◆ **Фрагмент текста**
########

Гуссерль разъясняет далее, что типологически разбираемая им концепция развита в «логических (!) работах» Шуппе, Джевонса и Зигварта. У Шуппе отстаивается сам ранее описанный принцип различения-отождествления и приводятся некоторые примеры. Возьмем, говорит Шуппе, – высказывания: красный цвет – не зеленый и не синий; а – это не в и не с. И когда мы, далее, говорим, что красный, зеленый и синий – три цвета, то имеем в виду именно их различенность и тождественность каждого самому себе. «Можно сказать, – пишет Шуппе, – что это три различных цвета, но это уже будет излишним, ибо два суждения: “имеется три цвета” и “(имеется) три различных цвета” – выражают одно и то же. Там, где я не могу отличить одно от другого, я не могу и считать».[181]181
Schuppe W. Enkenntnistheoretische Logik. Bonn, 1878. S. 405.
[Закрыть] Или – другое определение: «Число, соответственно, высказывание о множестве (Mehrheit) благодаря определенным или неопределенным числовым словам “только утверждает различенность (Verschiedenheit), не называя различий”[182]182
Ibidem. S. 410.
[Закрыть]» (ФА, 5024–26). Гуссерль приводит также соответствующие цитаты из Джевонса.
Концепция, придающая различениям и отождествлениям центральное значение в происхождении понятий множественности и числа, разбирается подробно и основательно. Опущу детали и приведу лишь главные контраргументы Гуссерля. Общее замечание Гуссерля: понятия «различия» (Unterschied) и «различенности» (Unterschiedheit) в разбираемых им теориях остаются смутными, плохо проясненными, из-за чего возникает немало ошибок.

########

◆ **Представленные записи**
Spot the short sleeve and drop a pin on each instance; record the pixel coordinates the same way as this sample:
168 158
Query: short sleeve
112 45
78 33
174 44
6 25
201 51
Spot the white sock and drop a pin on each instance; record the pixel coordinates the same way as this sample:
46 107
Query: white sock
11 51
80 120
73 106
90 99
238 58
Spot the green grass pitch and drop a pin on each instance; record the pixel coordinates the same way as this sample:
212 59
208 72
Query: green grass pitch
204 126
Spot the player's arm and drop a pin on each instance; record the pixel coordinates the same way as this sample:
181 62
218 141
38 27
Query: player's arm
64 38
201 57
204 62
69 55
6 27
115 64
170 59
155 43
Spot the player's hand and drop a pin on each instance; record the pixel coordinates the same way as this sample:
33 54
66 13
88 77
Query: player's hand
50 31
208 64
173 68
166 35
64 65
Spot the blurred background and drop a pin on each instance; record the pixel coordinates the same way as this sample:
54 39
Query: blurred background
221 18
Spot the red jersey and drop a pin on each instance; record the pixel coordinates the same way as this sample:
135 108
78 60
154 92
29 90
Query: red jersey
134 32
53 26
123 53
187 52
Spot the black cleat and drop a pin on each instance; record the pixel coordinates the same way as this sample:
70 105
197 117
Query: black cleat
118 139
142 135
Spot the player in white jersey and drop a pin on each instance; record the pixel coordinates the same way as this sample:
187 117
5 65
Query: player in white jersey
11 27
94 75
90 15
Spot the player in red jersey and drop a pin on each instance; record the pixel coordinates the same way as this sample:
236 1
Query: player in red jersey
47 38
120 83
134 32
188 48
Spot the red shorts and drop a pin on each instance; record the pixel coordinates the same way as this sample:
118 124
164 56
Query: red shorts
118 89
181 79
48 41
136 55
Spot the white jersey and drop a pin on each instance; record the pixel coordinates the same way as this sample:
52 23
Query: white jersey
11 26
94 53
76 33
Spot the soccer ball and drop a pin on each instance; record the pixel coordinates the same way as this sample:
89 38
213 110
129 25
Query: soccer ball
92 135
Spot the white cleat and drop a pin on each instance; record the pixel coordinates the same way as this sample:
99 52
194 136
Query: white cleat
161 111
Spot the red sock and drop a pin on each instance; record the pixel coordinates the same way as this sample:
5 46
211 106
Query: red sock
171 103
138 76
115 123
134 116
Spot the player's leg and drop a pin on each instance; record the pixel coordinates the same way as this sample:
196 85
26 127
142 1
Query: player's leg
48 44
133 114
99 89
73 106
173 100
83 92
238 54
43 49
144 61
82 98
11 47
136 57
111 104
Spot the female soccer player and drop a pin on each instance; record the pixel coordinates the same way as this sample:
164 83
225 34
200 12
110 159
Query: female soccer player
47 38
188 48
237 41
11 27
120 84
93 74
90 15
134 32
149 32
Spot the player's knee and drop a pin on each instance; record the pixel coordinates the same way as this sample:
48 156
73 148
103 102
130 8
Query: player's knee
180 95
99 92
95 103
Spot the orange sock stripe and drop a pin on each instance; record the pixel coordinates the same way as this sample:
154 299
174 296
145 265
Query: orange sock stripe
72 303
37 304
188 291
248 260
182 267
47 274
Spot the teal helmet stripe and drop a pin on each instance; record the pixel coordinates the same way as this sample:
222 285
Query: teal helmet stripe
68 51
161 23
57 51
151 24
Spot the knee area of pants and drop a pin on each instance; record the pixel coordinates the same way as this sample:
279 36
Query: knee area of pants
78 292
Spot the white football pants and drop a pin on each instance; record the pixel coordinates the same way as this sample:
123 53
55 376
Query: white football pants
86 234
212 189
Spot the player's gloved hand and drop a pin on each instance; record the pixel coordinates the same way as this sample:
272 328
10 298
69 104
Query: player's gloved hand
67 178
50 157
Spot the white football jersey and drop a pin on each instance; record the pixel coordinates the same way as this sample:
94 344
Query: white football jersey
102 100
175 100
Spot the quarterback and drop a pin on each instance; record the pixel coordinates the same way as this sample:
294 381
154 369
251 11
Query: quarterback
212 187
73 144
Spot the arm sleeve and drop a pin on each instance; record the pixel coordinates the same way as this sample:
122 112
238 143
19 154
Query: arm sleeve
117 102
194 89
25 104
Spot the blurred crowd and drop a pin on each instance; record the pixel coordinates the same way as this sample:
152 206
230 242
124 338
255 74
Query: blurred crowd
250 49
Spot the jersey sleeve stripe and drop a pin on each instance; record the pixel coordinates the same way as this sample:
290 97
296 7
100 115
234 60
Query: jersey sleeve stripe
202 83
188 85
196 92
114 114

########

◆ **Задания**
1. Перечислите всех авторов, в чьих «логических работах», согласно тексту о Гуссерле, развита разбираемая им концепция.
2. Воспроизведите из текста о Гуссерле весь отрывок, начиная со слов «[Закрыть] Или –» и вплоть до слов «цитаты из Джевонса.».
3. Напишите продолжение текста о Гуссерле, начиная сразу после его последнего предложения.

◆ **Ответы к заданиям**
1. Шуппе, Джевонс, Зигварт

2.
[Закрыть] Или – другое определение: «Число, соответственно, высказывание о множестве (Mehrheit) благодаря определенным или неопределенным числовым словам “только утверждает различенность (Verschiedenheit), не называя различий”[182]182
Ibidem. S. 410.
[Закрыть]» (ФА, 5024–26). Гуссерль приводит также соответствующие цитаты из Джевонса.

3.
Правда, некоторые центральные тезисы критикуемых теорий Гуссерль формулирует достаточно добросовестно, чтобы затем отделить то, что он в них считает правильным, от того, что, по его мнению, неправильно. Один из тезисов звучит так: «Различия между предметами некоторой множественности должны быть замечены как таковые; иначе мы в нашем представлении никогда не вышли бы за пределы непроанализированного единства, и о множественности не могла бы идти речь; следовательно, представления о различенности (Verschiedenheitsvorstellungen) должны эксплицитно содержаться в представлении множественности» (5719–24). Гуссерль в данном случае согласен с тем, что множественности не было бы, если бы содержания не имели отличий друг от друга (5724–25). Но он считает совершенно ошибочным допущение, согласно которому каждое содержание будто бы бывает эксплицитно, специально осознанно, подмечено в свете особенности своих свойств, их отличенности от других содержаний – в случаях, когда осуществляется употребление числовых понятий.
Между тем, по Гуссерлю, понятия различия, различенности и тождества (Identität) «возникают из рефлексии на деятельность по осуществлению суждений (Urteilstätigkeit) – такую деятельность, которая в практической жизни обладает широким значением и которая идет параллельно с процессами представления некоторого множества (Mehrheit)» (583–7). А вот в критикуемых Гуссерлем теориях такая логическая по природе (потому что относящаяся к суждениям) деятельность, осуществляемая на высоких этажах специальной рефлексии, как бы непосредственно выдается за нечто изначально (urspünglich) заключенное в содержаниях и их объединении (5815–18).
Гуссерль как бы взывает к внутреннему опыту каждого из нас. «А последний со всей отчетливостью показывает, что ни представление конкретной множественности, ни представление соответствующего числа не включают с необходимостью эксплицитное представление о различиях между сосчитываемыми единичными содержаниями (Einzelinhalten)» (5837–591–3).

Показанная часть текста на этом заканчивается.